| Passage shown |
════════

The term inculturation was intended “conceptually both to safeguard the integrity of the Gospel and to encourage sensitivity to various cultural contexts.” At issue was the credibility of the Church in the wake of “the growing sense of disgrace of the colonial powers in their treatment of native peoples of various lands.” Among Protestants of post-World War II Europe, there was the general feeling that the faith of many European Christians “had proved to be more nominal than real and that European Christianity overall had failed in its obligations to transform culture as well as to oppose elements of culture that had become manifestly evil.” This sentiment provided the backdrop of H. Richard Niebuhr’s helpful but nonetheless controversial work, Christ and Culture (1951) and Paul Tillich’s now famed method of correlation, “by which human experience, understood with sensitivity to cultural diversity, poses questions to which Christianity must provide the orientation for an authentic response if it is to be existentially relevant.” Beyond safeguarding the integrity of the faith in the gospel encounter with local cultures, the Catholic Church was also concerned with how to re-evangelize those European cultures that were traditionally Christian but have since deviated from their Christian roots and become highly secularized and thus extended the term inculturation to John Paul II’s program of “new evangelization.”

════════

| Stored records |
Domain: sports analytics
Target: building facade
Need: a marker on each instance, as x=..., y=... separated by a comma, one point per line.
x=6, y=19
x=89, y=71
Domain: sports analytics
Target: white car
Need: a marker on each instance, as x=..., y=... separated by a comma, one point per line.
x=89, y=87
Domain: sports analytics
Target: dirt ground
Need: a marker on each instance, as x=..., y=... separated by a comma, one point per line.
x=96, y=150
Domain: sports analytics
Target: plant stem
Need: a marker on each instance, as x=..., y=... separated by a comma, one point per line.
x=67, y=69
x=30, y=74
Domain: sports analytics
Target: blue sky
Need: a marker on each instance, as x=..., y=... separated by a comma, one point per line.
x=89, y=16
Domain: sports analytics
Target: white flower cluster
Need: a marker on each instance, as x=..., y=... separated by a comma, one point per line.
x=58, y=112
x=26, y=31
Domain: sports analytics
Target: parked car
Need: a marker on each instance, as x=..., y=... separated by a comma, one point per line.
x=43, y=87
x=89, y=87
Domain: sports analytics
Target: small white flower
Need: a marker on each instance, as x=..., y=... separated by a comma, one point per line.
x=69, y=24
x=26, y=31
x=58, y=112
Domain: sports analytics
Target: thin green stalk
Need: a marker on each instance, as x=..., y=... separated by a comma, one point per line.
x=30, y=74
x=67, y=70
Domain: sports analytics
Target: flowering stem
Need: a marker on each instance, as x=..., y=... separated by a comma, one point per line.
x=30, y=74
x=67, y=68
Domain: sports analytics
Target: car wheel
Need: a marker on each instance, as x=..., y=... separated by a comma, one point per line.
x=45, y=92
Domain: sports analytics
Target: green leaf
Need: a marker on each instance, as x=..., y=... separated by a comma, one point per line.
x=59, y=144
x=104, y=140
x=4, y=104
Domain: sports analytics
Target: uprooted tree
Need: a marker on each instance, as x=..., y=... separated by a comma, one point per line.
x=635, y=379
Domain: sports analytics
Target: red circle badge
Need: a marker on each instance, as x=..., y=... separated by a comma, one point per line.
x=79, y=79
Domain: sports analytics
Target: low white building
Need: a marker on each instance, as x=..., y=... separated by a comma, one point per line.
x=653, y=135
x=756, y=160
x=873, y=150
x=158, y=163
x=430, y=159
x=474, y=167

════════

| Exercise brief |
Decide whether each statement below agrees with the passage on inculturation, answering yes or no and quoting the deciding words of the passage: (a) Niebuhr's Christ and Culture appeared in 1951. (b) The passage calls Tillich's method of correlation controversial. (c) The Catholic Church applied the term inculturation to John Paul II's program of new evangelization.

| Exercise response |
(a) Yes: "Christ and Culture (1951)"
(b) No: "Paul Tillich’s now famed method of correlation"
(c) Yes: "extended the term inculturation to John Paul II’s program"